Excerpt from a dataset
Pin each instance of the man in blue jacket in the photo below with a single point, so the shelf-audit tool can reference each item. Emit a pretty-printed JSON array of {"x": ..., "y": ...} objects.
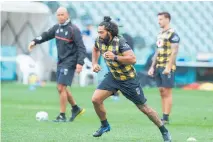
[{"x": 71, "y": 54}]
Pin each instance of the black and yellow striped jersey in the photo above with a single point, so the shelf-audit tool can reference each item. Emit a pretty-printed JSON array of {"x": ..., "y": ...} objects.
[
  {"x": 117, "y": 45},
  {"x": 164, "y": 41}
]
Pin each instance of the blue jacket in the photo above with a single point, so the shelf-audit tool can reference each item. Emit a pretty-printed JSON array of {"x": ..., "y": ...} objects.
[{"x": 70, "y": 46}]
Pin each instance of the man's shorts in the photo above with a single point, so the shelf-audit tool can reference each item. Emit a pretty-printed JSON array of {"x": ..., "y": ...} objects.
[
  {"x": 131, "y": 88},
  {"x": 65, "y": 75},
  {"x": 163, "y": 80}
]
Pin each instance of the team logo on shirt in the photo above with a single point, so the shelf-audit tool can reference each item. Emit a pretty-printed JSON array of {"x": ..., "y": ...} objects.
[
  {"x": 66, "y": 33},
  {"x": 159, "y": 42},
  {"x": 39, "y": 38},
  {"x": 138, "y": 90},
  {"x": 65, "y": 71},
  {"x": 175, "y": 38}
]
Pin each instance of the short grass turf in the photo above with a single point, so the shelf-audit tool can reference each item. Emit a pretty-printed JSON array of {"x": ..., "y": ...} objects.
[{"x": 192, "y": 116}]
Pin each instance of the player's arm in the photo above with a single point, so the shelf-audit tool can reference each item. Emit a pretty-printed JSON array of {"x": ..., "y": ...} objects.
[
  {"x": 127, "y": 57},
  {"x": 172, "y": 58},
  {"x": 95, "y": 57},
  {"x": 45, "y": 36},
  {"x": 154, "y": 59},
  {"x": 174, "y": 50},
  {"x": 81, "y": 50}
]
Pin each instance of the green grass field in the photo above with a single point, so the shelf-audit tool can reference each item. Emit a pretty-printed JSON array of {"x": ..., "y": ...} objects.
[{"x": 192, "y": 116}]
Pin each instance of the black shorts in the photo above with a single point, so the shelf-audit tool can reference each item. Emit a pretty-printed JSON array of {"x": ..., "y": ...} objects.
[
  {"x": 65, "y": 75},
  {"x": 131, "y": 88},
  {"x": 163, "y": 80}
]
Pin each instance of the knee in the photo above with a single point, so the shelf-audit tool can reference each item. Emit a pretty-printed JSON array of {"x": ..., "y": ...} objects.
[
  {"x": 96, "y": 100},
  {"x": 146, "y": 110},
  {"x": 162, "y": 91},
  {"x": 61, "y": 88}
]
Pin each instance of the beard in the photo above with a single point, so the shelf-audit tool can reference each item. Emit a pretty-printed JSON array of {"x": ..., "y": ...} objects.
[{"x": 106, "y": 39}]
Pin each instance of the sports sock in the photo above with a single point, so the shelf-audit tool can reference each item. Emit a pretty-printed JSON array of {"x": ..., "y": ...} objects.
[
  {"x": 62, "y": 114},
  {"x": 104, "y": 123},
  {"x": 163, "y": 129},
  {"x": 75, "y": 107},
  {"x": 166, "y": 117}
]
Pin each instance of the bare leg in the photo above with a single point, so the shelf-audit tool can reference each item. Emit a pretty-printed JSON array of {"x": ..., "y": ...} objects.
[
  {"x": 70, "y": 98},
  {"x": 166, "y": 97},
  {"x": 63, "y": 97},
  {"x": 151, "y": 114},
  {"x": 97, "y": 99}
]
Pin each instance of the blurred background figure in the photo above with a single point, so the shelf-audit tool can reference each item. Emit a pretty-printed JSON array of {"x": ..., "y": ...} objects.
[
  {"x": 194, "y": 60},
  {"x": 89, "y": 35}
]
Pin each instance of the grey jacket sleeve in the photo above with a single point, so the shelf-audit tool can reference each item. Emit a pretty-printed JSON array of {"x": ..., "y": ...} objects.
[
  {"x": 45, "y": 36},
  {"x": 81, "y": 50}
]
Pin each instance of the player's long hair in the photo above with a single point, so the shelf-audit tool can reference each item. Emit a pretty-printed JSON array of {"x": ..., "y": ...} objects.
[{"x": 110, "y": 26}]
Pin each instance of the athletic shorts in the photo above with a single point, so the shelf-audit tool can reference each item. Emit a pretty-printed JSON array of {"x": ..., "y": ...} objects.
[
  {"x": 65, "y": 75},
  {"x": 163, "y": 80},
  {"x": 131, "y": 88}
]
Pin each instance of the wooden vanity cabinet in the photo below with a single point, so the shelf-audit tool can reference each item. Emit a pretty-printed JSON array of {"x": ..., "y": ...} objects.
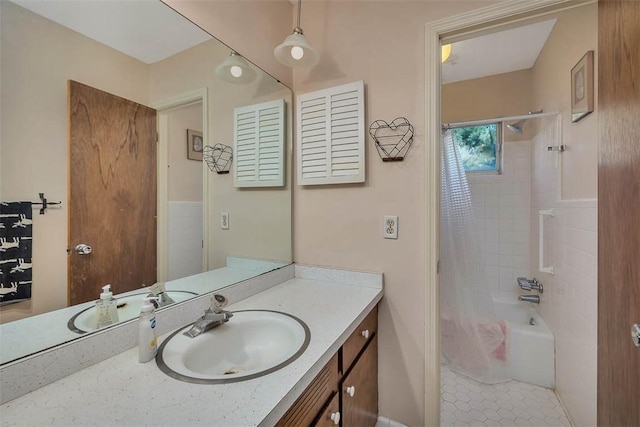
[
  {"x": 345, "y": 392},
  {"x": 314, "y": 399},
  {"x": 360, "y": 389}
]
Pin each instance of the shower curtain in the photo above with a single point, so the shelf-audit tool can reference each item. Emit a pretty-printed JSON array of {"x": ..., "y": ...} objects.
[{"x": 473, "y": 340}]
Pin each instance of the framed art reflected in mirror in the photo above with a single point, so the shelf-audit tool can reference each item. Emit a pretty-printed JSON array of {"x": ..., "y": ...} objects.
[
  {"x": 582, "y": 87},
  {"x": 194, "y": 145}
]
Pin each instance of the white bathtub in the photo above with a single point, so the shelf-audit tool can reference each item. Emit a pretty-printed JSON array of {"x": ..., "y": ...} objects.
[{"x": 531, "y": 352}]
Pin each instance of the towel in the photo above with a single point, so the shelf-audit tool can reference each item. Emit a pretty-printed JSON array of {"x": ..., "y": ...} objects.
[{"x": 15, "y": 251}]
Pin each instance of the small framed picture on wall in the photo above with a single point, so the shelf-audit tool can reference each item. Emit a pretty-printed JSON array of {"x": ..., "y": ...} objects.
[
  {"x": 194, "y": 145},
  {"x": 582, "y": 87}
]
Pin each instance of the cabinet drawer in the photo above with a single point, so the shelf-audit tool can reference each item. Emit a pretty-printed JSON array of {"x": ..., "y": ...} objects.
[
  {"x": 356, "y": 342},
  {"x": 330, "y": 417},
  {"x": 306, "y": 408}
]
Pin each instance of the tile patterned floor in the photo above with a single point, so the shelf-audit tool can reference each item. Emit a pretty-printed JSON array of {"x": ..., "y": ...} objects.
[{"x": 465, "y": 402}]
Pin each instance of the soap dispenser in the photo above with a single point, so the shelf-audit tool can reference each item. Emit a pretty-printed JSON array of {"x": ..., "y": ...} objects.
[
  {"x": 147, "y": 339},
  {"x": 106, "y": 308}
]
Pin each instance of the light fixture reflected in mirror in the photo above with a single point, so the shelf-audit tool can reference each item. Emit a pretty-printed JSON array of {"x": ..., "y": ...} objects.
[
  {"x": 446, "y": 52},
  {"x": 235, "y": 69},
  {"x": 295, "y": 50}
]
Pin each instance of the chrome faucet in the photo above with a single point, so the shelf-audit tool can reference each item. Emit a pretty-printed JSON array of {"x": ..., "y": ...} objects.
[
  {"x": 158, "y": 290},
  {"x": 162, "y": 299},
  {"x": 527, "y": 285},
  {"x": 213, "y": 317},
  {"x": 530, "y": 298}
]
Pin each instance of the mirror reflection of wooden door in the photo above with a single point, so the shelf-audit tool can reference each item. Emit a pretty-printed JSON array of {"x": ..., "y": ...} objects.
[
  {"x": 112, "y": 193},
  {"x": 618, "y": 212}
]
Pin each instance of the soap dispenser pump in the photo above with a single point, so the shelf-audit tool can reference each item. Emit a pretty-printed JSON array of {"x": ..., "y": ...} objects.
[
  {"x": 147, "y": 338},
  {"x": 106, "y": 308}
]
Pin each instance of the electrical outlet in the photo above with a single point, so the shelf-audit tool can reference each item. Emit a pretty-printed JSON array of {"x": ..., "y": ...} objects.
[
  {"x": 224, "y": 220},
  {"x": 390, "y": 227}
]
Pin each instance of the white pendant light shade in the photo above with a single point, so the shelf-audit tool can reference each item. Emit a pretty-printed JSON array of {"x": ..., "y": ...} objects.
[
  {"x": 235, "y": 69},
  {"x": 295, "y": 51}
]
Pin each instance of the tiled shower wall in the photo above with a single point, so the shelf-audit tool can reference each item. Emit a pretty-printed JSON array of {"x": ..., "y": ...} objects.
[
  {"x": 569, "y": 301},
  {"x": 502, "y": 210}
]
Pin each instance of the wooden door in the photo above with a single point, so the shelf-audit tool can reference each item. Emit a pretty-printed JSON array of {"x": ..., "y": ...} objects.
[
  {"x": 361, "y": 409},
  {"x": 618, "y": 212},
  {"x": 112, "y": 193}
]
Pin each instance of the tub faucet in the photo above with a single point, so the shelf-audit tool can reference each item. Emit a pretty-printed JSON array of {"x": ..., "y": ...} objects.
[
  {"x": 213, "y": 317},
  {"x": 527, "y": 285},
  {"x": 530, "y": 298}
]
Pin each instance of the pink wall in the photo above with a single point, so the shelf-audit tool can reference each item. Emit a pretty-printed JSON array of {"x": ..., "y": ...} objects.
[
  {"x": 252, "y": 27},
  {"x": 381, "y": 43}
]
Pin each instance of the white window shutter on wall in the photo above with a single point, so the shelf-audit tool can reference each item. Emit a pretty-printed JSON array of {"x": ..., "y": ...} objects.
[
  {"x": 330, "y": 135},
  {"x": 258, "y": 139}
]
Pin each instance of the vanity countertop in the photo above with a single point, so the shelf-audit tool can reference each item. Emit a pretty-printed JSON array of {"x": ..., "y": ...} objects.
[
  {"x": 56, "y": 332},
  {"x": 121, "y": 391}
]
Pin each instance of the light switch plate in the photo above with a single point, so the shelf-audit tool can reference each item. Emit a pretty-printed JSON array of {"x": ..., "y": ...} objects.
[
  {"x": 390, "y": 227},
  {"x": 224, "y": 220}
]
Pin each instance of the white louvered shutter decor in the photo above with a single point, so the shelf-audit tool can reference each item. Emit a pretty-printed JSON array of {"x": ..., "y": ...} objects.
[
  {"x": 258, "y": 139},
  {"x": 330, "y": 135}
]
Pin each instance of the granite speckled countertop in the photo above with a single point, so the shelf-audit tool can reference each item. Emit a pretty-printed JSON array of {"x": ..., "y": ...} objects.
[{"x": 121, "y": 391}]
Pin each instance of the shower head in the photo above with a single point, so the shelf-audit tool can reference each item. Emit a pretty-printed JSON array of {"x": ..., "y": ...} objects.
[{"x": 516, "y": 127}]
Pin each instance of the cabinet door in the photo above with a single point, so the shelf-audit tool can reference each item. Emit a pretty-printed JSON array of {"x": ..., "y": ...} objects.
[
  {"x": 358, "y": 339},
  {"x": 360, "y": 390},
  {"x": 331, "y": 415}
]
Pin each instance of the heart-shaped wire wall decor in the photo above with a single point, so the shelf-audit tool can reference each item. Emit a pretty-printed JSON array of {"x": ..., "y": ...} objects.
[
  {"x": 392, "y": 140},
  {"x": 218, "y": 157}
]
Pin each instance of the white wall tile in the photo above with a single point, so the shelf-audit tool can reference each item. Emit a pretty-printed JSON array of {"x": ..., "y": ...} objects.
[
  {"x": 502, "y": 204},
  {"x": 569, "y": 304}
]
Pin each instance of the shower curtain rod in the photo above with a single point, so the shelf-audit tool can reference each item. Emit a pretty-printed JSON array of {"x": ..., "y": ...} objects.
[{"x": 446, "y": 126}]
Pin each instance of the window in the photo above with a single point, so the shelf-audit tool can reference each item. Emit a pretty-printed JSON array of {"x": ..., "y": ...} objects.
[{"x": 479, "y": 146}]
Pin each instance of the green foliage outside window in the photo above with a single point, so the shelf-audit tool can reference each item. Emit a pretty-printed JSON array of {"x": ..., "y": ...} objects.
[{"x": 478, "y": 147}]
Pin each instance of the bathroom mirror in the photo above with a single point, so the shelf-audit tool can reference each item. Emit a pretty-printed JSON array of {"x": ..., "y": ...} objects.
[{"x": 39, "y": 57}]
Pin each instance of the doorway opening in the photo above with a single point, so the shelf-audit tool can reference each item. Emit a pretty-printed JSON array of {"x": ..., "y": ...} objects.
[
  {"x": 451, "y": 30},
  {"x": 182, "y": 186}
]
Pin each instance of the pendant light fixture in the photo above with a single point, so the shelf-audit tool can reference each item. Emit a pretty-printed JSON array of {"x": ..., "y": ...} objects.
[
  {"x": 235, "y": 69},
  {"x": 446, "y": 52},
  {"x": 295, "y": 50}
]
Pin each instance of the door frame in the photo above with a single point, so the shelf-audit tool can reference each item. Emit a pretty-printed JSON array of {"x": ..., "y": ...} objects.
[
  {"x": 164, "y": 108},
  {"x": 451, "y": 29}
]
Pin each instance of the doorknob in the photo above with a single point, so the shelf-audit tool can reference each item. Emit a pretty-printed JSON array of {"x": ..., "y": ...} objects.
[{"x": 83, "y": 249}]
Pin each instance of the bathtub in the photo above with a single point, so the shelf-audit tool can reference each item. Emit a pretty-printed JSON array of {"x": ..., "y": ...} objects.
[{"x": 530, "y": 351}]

[REQUIRED TASK] Take the line that contains "Pin each instance of the pendant" and every line after it through the end of the listing above, and repeat them exactly.

[FINISHED TASK]
Pin each instance of the pendant light fixture in the photo above with a single point, so the shelf-audit tool can reference each item. Emit a pretty-printed JSON array of {"x": ..., "y": ...} objects.
[
  {"x": 235, "y": 69},
  {"x": 446, "y": 52},
  {"x": 295, "y": 50}
]
Pin each instance of the door frame in the photo above with a single point, so the shelf-audit tool can reference each item. Emit a pretty-printed JSON array of {"x": ..., "y": ...} objects.
[
  {"x": 164, "y": 108},
  {"x": 451, "y": 29}
]
Pin each instance of the doorknob in the photo above with a single point, so the shelf-audit tool can reference each item. Emit a pretty-printed JSON array of {"x": ..., "y": ...} objects.
[{"x": 83, "y": 249}]
Pin each instance of the bathtub in the photo above with a single point, so the shelf-audit tool can reference each item. Emit a pretty-printed JSON array of {"x": ..., "y": ...} objects.
[{"x": 530, "y": 351}]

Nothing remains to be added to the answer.